## What you are asked to do
Each line from the one that contains "Can you see the white" to the end of the material must be set down exactly, and no line before it.
START
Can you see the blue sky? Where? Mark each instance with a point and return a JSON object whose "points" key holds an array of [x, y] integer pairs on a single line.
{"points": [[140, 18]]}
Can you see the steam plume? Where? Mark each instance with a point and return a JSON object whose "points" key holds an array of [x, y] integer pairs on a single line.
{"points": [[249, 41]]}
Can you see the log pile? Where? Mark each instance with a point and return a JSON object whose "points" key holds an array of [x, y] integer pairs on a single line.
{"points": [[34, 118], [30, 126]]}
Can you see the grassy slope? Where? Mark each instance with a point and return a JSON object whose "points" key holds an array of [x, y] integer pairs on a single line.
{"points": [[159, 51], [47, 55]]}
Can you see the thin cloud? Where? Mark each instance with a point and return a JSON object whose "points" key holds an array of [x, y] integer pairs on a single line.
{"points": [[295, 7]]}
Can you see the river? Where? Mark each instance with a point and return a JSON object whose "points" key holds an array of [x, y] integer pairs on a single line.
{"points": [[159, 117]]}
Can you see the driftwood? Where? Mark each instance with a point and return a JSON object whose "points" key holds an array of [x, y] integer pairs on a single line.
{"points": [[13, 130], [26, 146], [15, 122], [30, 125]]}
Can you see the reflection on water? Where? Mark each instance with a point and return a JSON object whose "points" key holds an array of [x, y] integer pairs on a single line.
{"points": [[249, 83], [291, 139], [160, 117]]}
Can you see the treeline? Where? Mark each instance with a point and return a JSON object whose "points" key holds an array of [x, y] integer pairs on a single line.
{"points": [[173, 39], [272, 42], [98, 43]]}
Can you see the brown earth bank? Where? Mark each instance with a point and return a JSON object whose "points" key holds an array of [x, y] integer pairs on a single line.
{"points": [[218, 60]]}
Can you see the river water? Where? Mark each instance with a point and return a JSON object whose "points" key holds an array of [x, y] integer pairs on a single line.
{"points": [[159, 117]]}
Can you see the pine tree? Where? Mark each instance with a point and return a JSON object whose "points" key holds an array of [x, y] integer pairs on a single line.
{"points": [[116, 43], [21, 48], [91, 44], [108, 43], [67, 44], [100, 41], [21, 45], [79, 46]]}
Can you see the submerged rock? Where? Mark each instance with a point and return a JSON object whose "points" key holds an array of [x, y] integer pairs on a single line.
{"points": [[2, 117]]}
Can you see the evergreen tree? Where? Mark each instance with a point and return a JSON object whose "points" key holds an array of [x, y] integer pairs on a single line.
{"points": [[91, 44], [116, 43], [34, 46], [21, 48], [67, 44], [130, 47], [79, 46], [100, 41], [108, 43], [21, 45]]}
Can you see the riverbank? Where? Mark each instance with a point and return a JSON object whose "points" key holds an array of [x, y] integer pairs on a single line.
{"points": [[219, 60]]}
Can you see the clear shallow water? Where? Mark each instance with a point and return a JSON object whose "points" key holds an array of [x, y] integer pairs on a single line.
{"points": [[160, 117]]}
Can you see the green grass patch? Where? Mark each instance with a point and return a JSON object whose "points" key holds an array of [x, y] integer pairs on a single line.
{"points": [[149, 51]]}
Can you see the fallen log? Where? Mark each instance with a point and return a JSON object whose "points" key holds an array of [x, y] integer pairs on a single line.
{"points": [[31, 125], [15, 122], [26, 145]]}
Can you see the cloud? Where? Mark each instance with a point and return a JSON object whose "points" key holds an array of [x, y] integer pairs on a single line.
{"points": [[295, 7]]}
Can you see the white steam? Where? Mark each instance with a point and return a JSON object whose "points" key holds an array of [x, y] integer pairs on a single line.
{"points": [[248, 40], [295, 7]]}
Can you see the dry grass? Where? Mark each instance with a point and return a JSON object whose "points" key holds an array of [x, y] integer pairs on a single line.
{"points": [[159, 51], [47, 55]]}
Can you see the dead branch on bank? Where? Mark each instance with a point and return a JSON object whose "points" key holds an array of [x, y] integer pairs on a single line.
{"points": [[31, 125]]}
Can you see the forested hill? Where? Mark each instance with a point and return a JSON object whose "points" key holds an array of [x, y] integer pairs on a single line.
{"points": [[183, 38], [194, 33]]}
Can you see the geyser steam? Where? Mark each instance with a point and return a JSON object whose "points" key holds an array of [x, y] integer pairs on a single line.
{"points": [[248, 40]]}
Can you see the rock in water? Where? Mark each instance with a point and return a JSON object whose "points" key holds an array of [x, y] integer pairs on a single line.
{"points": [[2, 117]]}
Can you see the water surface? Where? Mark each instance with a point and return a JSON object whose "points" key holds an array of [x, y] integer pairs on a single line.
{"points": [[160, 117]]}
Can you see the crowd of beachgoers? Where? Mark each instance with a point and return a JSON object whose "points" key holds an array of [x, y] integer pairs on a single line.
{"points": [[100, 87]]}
END
## Task response
Can you see the white steam? Where? Mark each instance with a point and return a JSON object whose "points" key holds an array of [x, y] integer pairs on a single line.
{"points": [[248, 40], [295, 7]]}
Can you see the dry grass? Where? Mark each instance with a point and return a JSON object whose "points" key holds an array of [x, y] integer pairs on a single line.
{"points": [[159, 51], [47, 55]]}
Can you see the dead branch on bank? Where? Mark each instance with a point and return a JSON object whose "points" key holds an array of [x, y] integer pairs on a single line.
{"points": [[31, 125]]}
Can you see the forested hill? Where? Mark each instance with a point and return a JSON object whose "points" key holds an array of [x, y] integer pairs on a single line.
{"points": [[183, 38], [194, 33]]}
Can you see the geyser steam? Where? Mark each instance with a point and return a JSON object whose "points" key holds an array of [x, y] integer pairs on a single line.
{"points": [[248, 40]]}
Can you see the rock in water? Where? Mark each instance with a point and return a JSON object whose "points" key holds an array of [x, y] integer pairs on a single line.
{"points": [[2, 117]]}
Can you see the water surface? Where? Mark each instance with a point and return a JSON object whose "points" key holds an array of [x, y] integer pairs on a single line.
{"points": [[160, 117]]}
Can you see the crowd of beachgoers? Where? Mark each instance with a point and return a JSON object whose "points" key holds an array of [x, y] integer pairs on a single line.
{"points": [[100, 87]]}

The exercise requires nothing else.